WORK TO COMPLETE =>
Starting with the line that contains "Where can you find the dog's" and going on through the line that contains "pixel 240 145", format the records below as a Markdown table with the columns Row and Content. Skip blank lines and leave the pictures out.

INFORMATION PROVIDED =>
Begin

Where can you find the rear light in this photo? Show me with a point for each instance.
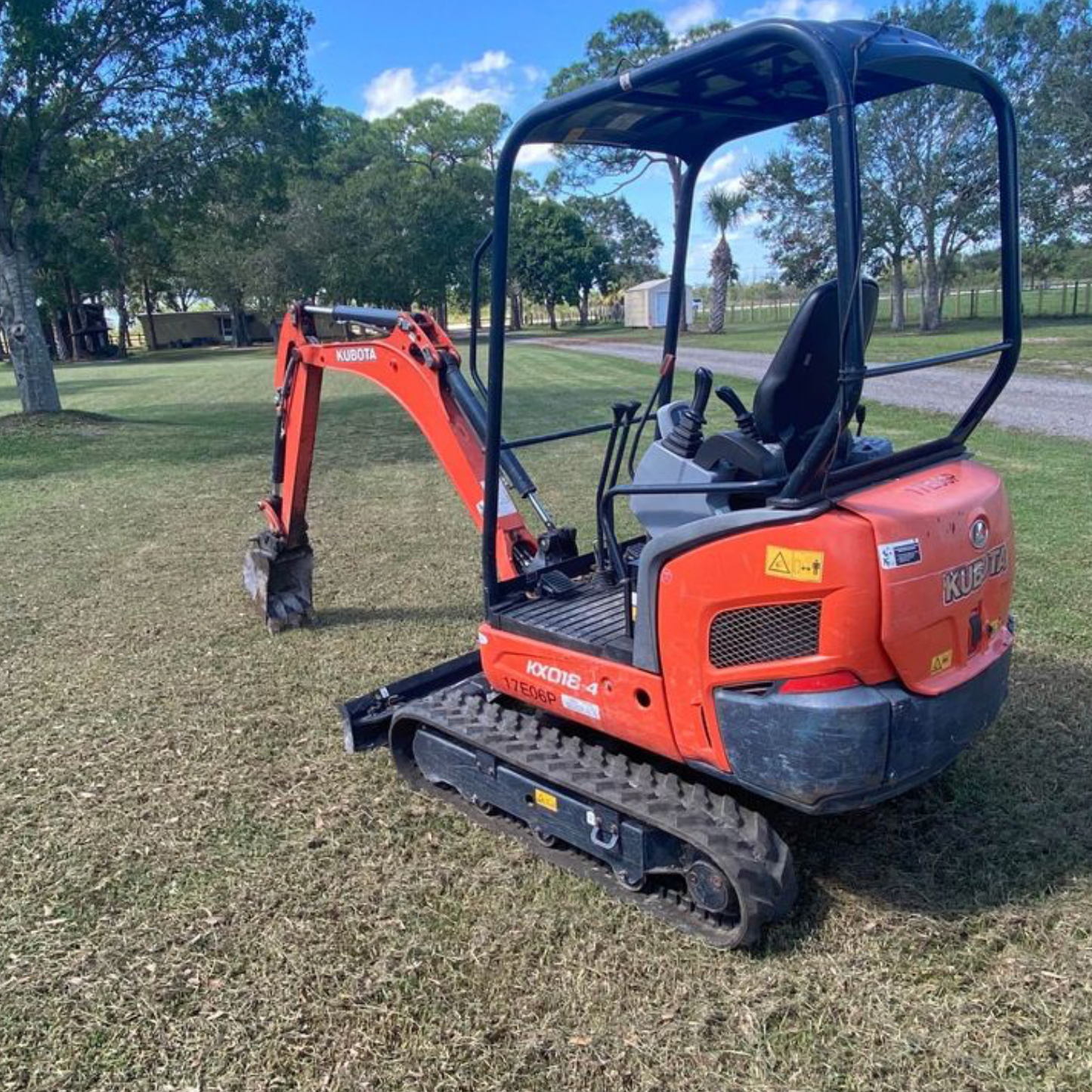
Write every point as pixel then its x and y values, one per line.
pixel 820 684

End
Begin

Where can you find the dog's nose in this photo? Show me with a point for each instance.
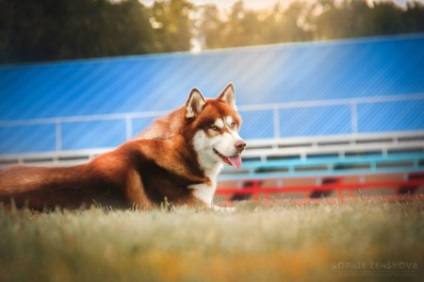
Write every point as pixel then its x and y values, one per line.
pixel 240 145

End

FINISHED TASK =>
| Row | Content |
|---|---|
| 1 | Where can you find the dog's nose in this photo? Show me with a point for each instance. |
| 2 | Write every point as pixel then its x and y values, one per line. |
| 3 | pixel 240 145 |